---- Given records

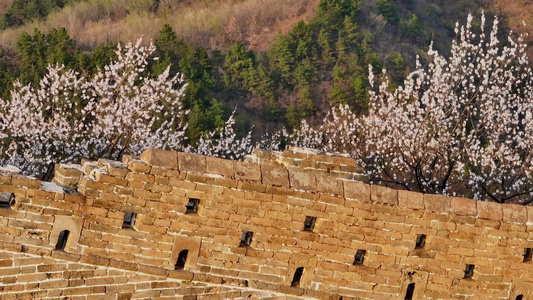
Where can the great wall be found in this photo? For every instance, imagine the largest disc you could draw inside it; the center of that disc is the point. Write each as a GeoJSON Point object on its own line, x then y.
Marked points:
{"type": "Point", "coordinates": [280, 225]}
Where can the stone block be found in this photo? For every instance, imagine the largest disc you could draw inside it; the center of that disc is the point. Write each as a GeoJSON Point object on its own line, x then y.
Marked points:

--------

## Given request
Write out all the records again with every "disc" replaced by "circle" and nothing else changed, and leave out the pictures.

## Task solution
Where can the great wall be found in this photo? For every instance, imagine the largest circle you could draw inside it; the center of that circle is the point. Write each as a GeoJSON Point object on its own line, x then y.
Marked points:
{"type": "Point", "coordinates": [280, 225]}
Where can the stone block be found in this photo? For every instance, imagine the largest circle you could draw inside it; the center of that circle is the point. Write each as a GeoJSON Point object on its own line, x then y.
Marked points:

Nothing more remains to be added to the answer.